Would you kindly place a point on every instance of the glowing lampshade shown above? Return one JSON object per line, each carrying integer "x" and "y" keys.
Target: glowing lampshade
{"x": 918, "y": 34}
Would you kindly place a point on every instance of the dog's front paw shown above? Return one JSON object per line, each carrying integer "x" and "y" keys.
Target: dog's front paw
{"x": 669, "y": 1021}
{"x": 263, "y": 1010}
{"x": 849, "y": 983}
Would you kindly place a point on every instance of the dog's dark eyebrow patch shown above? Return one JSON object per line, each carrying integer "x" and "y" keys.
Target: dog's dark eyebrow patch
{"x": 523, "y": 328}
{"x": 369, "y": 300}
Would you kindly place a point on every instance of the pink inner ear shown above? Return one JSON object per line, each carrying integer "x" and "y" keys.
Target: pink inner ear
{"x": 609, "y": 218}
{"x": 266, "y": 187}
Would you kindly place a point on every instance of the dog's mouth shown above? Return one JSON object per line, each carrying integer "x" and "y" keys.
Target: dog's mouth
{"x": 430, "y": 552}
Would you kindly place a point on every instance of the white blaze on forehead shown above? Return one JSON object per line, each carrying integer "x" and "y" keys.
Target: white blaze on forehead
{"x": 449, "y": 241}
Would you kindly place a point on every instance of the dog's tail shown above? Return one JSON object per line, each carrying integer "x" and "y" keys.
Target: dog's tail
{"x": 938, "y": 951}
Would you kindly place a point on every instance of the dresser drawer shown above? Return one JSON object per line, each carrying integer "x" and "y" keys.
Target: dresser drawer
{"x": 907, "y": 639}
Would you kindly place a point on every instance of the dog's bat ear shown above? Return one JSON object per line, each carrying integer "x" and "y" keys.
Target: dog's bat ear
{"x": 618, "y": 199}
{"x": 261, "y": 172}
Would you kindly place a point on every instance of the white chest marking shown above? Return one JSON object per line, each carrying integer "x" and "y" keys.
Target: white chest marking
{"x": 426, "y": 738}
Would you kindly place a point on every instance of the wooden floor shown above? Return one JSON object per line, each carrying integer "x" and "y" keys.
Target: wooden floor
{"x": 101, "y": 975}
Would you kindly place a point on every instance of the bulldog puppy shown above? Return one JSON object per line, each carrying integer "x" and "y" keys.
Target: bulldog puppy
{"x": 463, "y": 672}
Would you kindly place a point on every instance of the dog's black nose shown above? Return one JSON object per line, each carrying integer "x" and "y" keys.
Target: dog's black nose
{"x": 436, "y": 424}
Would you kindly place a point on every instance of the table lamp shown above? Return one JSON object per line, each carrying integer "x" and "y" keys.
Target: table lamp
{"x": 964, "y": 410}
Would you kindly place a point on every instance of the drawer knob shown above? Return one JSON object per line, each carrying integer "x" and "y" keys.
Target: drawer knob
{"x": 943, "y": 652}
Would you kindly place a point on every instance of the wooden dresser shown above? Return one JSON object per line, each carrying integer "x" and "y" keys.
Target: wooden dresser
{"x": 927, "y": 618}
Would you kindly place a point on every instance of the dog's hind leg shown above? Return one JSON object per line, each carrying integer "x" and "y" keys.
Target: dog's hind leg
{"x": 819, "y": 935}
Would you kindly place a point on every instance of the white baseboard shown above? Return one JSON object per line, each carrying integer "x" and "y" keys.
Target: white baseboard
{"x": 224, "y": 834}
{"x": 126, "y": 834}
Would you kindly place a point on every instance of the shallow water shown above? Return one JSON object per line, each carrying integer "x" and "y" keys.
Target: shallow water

——

About this task: Search the records for lines holding the word "shallow", then copy each line you find.

Final answer:
Would you kindly place a point on every instance of the shallow water shown above? Return one JSON object per line, each carrying integer "x" and "y" keys.
Target: shallow water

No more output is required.